■ TASK INSTRUCTIONS:
Transcribe the data in full and exactly, omitting any pictures.

[Some records]
:::::

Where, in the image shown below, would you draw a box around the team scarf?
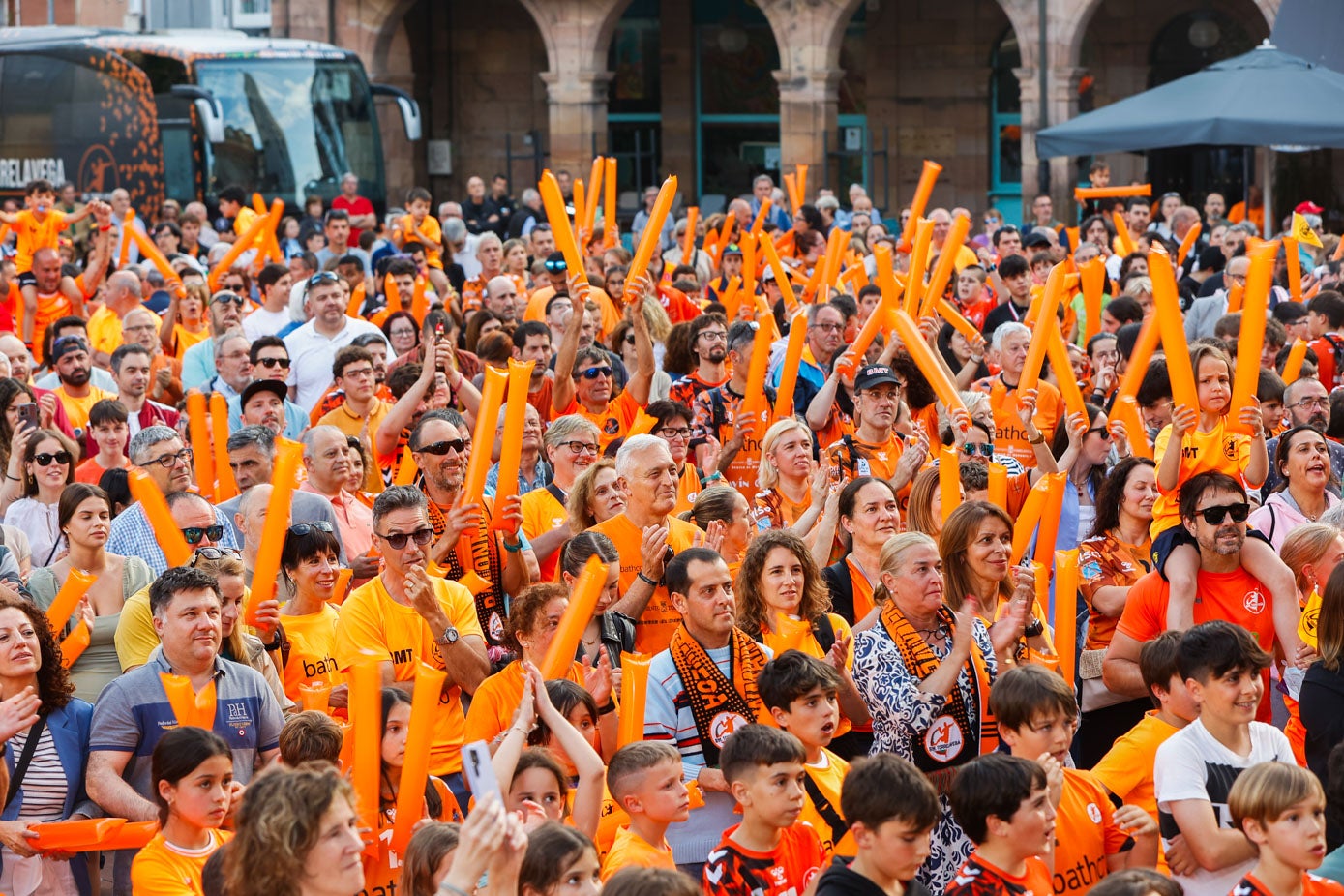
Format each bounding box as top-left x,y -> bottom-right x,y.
668,625 -> 769,768
881,601 -> 999,774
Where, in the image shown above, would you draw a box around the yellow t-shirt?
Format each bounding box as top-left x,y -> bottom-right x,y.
317,398 -> 393,494
588,513 -> 704,653
522,489 -> 569,582
798,748 -> 859,860
336,577 -> 485,775
1150,418 -> 1261,539
131,830 -> 232,896
601,827 -> 676,882
280,603 -> 345,702
54,385 -> 117,432
89,305 -> 122,355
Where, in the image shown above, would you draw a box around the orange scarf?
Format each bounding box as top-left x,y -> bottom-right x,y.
668,625 -> 767,768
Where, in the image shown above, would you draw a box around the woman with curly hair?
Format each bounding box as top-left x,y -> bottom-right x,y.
732,529 -> 868,733
0,594 -> 103,896
224,763 -> 364,896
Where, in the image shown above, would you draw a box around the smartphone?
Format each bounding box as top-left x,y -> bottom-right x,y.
463,740 -> 504,805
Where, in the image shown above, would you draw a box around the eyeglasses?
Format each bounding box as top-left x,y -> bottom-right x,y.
289,520 -> 336,537
373,529 -> 434,551
187,548 -> 243,570
415,439 -> 466,454
182,523 -> 224,544
139,449 -> 193,469
1195,501 -> 1251,525
560,442 -> 602,457
574,367 -> 612,380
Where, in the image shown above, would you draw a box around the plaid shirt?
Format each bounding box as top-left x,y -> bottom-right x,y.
107,502 -> 241,577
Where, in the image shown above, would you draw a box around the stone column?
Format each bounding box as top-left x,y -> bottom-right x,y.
521,0 -> 630,177
757,0 -> 861,194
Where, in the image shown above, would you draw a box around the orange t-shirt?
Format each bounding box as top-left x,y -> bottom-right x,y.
10,208 -> 66,274
1054,768 -> 1129,896
463,660 -> 583,743
1092,709 -> 1180,875
1078,533 -> 1151,650
551,390 -> 643,451
588,513 -> 704,653
974,376 -> 1064,469
335,577 -> 485,775
602,827 -> 676,882
1116,567 -> 1274,723
1150,418 -> 1259,539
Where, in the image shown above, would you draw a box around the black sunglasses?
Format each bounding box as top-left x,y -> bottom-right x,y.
415,439 -> 466,454
32,451 -> 70,466
187,546 -> 243,568
373,529 -> 434,551
1195,501 -> 1251,525
182,523 -> 224,544
289,520 -> 336,536
574,367 -> 612,380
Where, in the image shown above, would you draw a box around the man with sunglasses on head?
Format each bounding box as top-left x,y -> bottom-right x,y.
228,336 -> 308,440
1102,471 -> 1274,722
298,426 -> 377,584
177,288 -> 248,390
408,411 -> 539,661
551,277 -> 654,450
284,271 -> 381,411
107,426 -> 238,575
333,485 -> 491,813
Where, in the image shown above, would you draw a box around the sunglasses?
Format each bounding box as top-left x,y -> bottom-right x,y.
1195,501 -> 1251,525
415,439 -> 466,454
373,529 -> 434,551
32,451 -> 70,466
574,367 -> 612,380
289,520 -> 336,536
187,548 -> 243,568
182,523 -> 224,544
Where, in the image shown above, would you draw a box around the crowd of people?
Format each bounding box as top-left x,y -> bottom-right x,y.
0,162 -> 1344,896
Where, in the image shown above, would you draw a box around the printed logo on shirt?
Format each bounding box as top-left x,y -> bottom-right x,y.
1241,588 -> 1265,615
925,716 -> 967,762
709,712 -> 747,750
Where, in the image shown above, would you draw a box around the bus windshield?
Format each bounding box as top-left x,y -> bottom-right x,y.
196,56 -> 384,207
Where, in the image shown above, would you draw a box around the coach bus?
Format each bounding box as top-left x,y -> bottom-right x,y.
0,27 -> 421,214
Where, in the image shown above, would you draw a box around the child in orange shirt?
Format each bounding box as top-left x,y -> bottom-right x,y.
1151,345 -> 1301,663
1227,762 -> 1344,896
602,740 -> 691,881
702,724 -> 825,896
989,665 -> 1157,896
131,727 -> 234,896
946,752 -> 1061,896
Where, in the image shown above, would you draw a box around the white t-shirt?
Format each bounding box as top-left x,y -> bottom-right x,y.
1153,719 -> 1297,896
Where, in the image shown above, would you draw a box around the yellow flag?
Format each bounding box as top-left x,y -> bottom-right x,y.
1297,591 -> 1321,650
1293,212 -> 1321,249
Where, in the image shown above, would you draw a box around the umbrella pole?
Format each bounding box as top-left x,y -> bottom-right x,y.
1246,146 -> 1278,239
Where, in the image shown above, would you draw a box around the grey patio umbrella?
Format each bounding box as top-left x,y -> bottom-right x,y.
1036,41 -> 1344,228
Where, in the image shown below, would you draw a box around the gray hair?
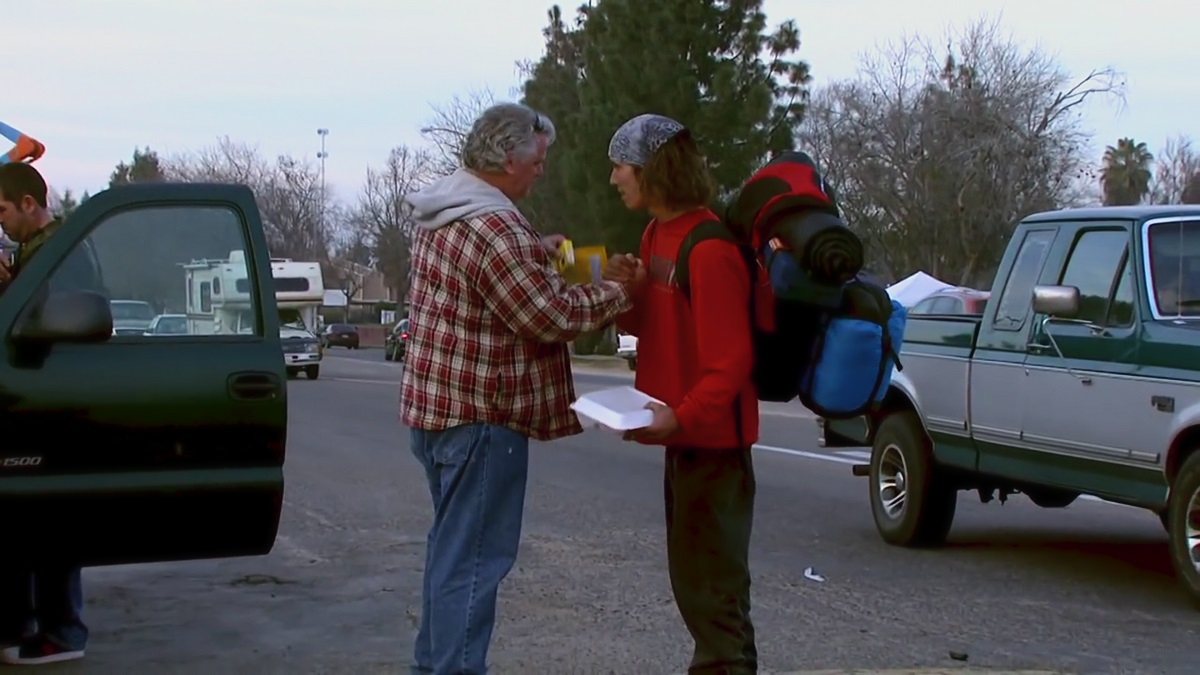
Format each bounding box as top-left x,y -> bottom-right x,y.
461,103 -> 556,173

:::::

■ RESULT OF THIS EXERCISE:
Where, in the image shown below, would you draw a box around the team scarf?
Format each bounding box as top-left x,y -> bottom-right x,y.
668,625 -> 769,768
881,601 -> 999,774
Where, in the image shown above, would you draw a box around the yellow t-shirt?
Format each bounding box as top-left x,y -> bottom-right x,y.
317,398 -> 393,494
588,513 -> 704,653
522,489 -> 569,582
798,748 -> 859,860
336,577 -> 485,775
1150,418 -> 1261,539
131,830 -> 232,896
601,827 -> 676,882
280,603 -> 345,702
54,385 -> 117,432
89,305 -> 122,355
Where, in the image shown above, would you draw a box around the orange scarf?
Format each bounding box as top-left x,y -> bottom-right x,y.
668,625 -> 767,768
Where, in the image shown above, would you draw a box around the woman with curly hair?
Format each bounding box as top-left x,y -> bottom-right x,y.
732,529 -> 868,733
0,594 -> 103,896
224,763 -> 364,896
Where, in the image shown above, would you draw a box around the smartphone?
Format each bounding box as top-left x,y -> bottom-right x,y.
463,740 -> 504,805
Where, in the image shown above, would you draw a box around the eyeglasses?
Format each bounding box as top-left x,y -> bottom-right x,y.
289,520 -> 336,537
373,529 -> 434,551
187,548 -> 243,570
415,439 -> 466,454
182,523 -> 224,544
139,449 -> 193,469
1195,501 -> 1251,525
560,442 -> 602,457
574,367 -> 612,380
Where, in the image shown above, would you draw a box around the plaid shirt?
Format each bounding box as top-left x,y -> bottom-right x,y.
107,502 -> 241,577
Where, in the image shown above, would you draw a box around the stone column?
Format each bounding box as top-left x,y -> bottom-right x,y.
521,0 -> 630,177
757,0 -> 861,194
Where, in the image shown above, would you draw a box around the orange t-shirt?
Format each bounding box as top-left x,y -> bottom-right x,y.
10,208 -> 66,274
1054,768 -> 1129,896
463,660 -> 583,743
1092,709 -> 1180,875
1078,533 -> 1151,650
551,390 -> 643,451
588,513 -> 704,653
974,376 -> 1064,469
335,577 -> 485,775
602,827 -> 676,882
1116,567 -> 1274,723
1150,418 -> 1259,539
Where, in the image shown above, would you draw a box around the black sunglasses?
Format each bounding box as top-left x,y -> bottom-right x,y.
415,439 -> 466,454
32,451 -> 70,466
187,546 -> 243,568
373,529 -> 434,551
1195,501 -> 1251,525
182,523 -> 224,544
289,520 -> 336,536
574,367 -> 612,380
Where, in the image shown above, would you draw a box around the man with sunglasses on head?
Format each bounding box as top-left x,y -> bottom-right x,y.
228,336 -> 308,440
1102,471 -> 1274,722
298,426 -> 377,584
177,288 -> 248,390
408,411 -> 539,661
551,277 -> 654,450
284,271 -> 381,411
107,426 -> 238,575
333,485 -> 491,813
Where, in the image shown above, would you draw a box around the sunglasses?
Format each bounding box as top-left x,y -> bottom-right x,y.
1195,501 -> 1251,525
415,439 -> 466,454
373,529 -> 434,551
32,451 -> 70,466
574,367 -> 612,380
289,520 -> 336,536
187,548 -> 243,568
182,523 -> 224,544
Where, in the image shown above, would you draw a box around the crowd of people?
Format each bounding box as top-left x,y -> bottom-right x,y.
0,162 -> 1344,896
Where, in the image shown above, would you draw a box around the printed logo on shirt?
Format each bounding box as top-left x,y -> bottom-right x,y.
1241,588 -> 1265,615
925,716 -> 967,762
709,712 -> 747,750
Where, in the image shown above, would you draw a box around the bus windshield?
Format each bounding box as top-left x,y -> bottom-right x,y.
196,56 -> 384,207
Where, in the image shown above, would you draw a box around the coach bus?
Format each bounding box as top-left x,y -> bottom-right x,y.
0,27 -> 421,214
Where, in the image shown above, would you draw a box around the child in orange shirt?
Format each bounding box as top-left x,y -> bottom-right x,y.
1151,345 -> 1301,663
1227,762 -> 1344,896
602,740 -> 691,881
702,724 -> 825,896
989,665 -> 1157,896
131,727 -> 234,896
946,752 -> 1061,896
Where, in the image shown above, would you draw a box around the white t-shirt?
Format each bounding box as top-left x,y -> bottom-right x,y.
1153,719 -> 1297,896
Where, in the image shown above, would you draw a box around the yellow flag?
Format each bounding box as top-left x,y -> bottom-right x,y.
1297,591 -> 1321,650
1293,212 -> 1321,249
Where, in the image shown above, would you draw a box around the umbrella pole?
Format each bounding box as top-left x,y -> bottom-right x,y.
1246,146 -> 1278,239
Where, in the image shown above, would you draw a box around the grey patio umbrella?
Format each bounding box as top-left x,y -> bottom-right x,y.
1036,41 -> 1344,228
Where, in the image shown below, would you draw a box around the gray hair?
Format each bounding box as top-left x,y -> bottom-right x,y.
461,103 -> 556,173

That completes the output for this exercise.